Ejercicio propuesto — Reescribe completas las líneas desde la que contiene "camouflage jacket, which" hasta la que contiene "[(771, 172), (690, 116)]", ambas incluidas, y cambia solo las coordenadas de las respuestas: multiplica cada una por 1,15 y redondéala al entero más cercano, con las mitades hacia arriba.

Entradas mostradas —

★ ★ ★ ★ ★ ★ ★

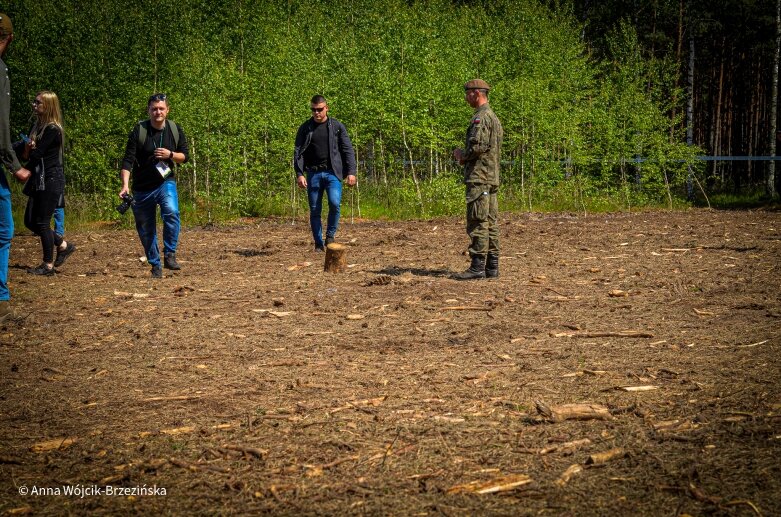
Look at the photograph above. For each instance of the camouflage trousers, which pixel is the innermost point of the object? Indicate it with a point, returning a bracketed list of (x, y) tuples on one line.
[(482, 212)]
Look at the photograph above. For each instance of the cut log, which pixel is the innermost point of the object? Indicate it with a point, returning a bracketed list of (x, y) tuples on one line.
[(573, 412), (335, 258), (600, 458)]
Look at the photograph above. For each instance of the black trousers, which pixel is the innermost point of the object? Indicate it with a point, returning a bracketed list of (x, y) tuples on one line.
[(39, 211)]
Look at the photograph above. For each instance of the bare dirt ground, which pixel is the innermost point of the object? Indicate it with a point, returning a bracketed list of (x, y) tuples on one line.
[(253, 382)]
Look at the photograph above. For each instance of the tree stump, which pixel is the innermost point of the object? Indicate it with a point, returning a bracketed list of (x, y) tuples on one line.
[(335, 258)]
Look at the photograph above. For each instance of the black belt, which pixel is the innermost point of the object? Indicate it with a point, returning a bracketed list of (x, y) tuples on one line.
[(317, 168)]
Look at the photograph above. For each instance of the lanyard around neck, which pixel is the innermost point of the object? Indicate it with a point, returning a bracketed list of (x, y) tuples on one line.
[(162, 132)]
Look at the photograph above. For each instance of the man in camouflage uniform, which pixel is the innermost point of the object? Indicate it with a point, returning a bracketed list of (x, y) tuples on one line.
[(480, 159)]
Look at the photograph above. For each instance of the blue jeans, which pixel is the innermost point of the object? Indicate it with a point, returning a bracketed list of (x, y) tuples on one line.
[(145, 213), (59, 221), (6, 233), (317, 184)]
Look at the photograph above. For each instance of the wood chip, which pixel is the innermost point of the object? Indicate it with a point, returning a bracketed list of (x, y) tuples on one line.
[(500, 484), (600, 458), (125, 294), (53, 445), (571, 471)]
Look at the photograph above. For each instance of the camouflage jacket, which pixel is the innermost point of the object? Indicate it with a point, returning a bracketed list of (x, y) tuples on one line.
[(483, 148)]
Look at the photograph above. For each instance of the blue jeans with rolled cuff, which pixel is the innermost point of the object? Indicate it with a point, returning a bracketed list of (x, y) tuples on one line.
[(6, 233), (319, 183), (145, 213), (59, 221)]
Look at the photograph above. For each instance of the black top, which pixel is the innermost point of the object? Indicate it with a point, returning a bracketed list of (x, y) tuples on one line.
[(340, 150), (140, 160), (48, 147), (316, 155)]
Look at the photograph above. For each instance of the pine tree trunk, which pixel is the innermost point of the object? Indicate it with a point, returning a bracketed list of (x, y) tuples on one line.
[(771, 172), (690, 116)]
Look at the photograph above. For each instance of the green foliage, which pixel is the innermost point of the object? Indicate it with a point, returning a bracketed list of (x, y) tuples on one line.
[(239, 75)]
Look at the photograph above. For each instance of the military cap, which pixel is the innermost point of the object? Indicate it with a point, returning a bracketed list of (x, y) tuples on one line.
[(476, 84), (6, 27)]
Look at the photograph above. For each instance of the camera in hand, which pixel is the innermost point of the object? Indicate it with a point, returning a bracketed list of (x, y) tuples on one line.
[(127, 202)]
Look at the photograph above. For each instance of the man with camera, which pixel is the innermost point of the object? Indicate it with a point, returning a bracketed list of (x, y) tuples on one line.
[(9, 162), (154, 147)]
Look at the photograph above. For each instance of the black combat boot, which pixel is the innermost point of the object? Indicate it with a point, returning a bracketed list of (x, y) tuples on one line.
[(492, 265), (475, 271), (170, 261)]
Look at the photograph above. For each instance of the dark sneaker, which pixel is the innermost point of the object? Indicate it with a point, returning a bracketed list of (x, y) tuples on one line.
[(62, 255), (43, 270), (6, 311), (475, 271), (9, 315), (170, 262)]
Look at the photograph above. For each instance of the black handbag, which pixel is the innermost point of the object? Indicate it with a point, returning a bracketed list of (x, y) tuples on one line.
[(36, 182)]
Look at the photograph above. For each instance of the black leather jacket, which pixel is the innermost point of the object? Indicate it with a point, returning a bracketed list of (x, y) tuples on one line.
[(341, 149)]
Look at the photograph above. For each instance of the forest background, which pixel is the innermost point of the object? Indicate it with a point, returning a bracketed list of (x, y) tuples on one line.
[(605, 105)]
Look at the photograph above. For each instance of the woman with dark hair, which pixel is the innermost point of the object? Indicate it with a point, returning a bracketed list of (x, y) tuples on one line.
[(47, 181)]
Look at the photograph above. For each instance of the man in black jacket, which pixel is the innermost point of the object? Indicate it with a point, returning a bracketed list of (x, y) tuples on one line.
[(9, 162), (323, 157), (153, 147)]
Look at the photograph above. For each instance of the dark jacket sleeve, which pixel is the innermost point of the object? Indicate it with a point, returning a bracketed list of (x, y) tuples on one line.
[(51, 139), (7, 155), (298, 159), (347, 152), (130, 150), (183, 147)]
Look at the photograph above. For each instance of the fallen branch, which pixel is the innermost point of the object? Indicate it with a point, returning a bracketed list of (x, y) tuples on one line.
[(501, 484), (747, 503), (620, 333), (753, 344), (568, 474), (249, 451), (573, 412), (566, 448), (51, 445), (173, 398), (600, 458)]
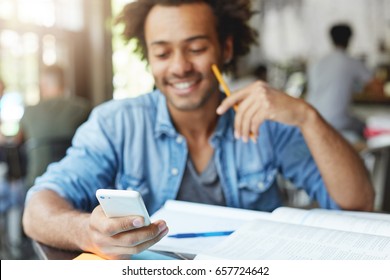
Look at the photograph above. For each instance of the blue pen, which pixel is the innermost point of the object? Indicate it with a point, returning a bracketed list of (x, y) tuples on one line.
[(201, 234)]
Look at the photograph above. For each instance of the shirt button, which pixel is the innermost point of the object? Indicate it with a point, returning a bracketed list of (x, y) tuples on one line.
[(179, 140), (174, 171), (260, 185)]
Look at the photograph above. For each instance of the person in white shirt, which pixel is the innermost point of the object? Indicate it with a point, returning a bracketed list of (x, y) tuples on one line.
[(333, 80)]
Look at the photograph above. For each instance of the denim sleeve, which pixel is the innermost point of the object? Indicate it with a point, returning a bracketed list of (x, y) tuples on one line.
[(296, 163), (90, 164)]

★ ★ ★ ★ ★ ★ ★

Solución del ejercicio —
Look at the photograph above. For each instance of the camouflage jacket, which pixel is the innermost point of the object? Indicate it with a point, returning a bracketed list of (x, y) tuples on one line.
[(555, 170)]
Look at the photograph above. For each instance of the blue jeans with rolled cuff, which pixel is the innermost point of the object? Indicate it with a point, returning a bracketed list of (x, y) tuples on one line.
[(7, 268), (367, 210), (167, 245), (68, 254)]
Look at the photograph above. For each instance of the black top, which pixel is the innermost point of the object? Indicate it with a point, returning a bracketed list of (x, y) tuples on one line.
[(391, 173), (161, 184), (55, 169), (363, 178)]
Look at the photograph above. For each instance of the pine tree trunk, which pixel is the innermost point of the object? Indicate it with a point, returning a bracketed list of (x, y) tuples on one line.
[(887, 198), (794, 133)]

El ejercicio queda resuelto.